▶ Work required: Locate every line in the entries below that contains the string "step", and copy each such line. Case matters when matching.

▶ Material to process:
******************************

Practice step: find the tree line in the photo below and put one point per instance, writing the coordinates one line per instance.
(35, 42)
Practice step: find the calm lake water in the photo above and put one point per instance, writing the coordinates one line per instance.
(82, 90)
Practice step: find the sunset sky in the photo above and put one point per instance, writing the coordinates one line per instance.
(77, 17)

******************************

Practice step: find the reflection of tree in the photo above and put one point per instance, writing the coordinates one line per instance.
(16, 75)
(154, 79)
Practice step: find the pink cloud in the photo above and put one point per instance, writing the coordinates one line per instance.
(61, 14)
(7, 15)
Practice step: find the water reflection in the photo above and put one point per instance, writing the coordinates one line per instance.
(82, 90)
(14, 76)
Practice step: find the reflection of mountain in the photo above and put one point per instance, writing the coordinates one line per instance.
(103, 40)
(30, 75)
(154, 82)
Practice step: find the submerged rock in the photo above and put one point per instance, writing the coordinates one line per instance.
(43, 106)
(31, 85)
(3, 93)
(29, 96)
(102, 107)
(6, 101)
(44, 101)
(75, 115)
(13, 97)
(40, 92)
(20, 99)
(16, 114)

******************************

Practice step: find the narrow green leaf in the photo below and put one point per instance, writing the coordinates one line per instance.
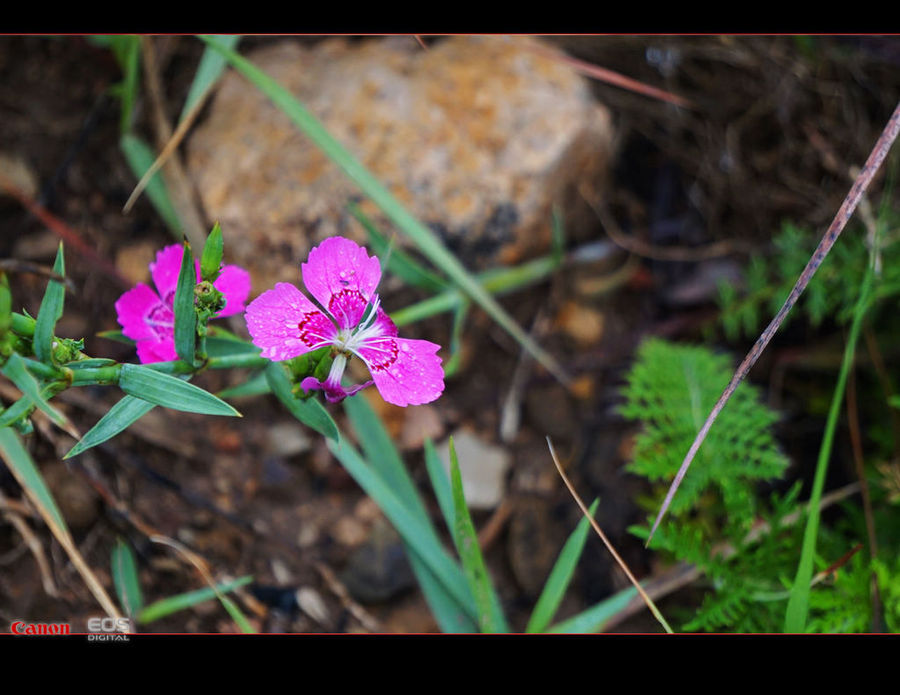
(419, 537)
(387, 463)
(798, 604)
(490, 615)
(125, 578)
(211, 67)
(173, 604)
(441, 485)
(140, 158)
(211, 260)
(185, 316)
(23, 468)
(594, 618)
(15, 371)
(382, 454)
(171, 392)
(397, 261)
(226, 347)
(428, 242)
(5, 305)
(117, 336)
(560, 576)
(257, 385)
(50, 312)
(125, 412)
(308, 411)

******************************

▶ Exercise output:
Practice step: find the tree line in the photo below and put one point per instance, writing the coordinates one line per instance.
Practice step: find the calm lake water in the photo above and put one point per instance, writing the coordinates one line per instance.
Practice step: find the sunset sky in the photo above and put one point per instance, writing the coordinates one line per instance.
Practice step: find the reflection of tree in the photo above and put one point per instance, writing the coordinates one line per instance.
Practice step: find the pink cloud in the photo above and put one point per instance, writing the coordinates one line per instance.
Practice step: find the water reflection in the photo above and put one point per instance, writing the coordinates one line per instance.
Practice step: find the reflection of mountain in the photo above and put one point per instance, writing the coordinates one line per instance.
Practice step: find the submerged rock in the photo above and put one point per instance, writing the coordinates one line per instance.
Practice step: find the narrow green leaf in the photo below and put one point per instance, writing the coordinates one line per instance.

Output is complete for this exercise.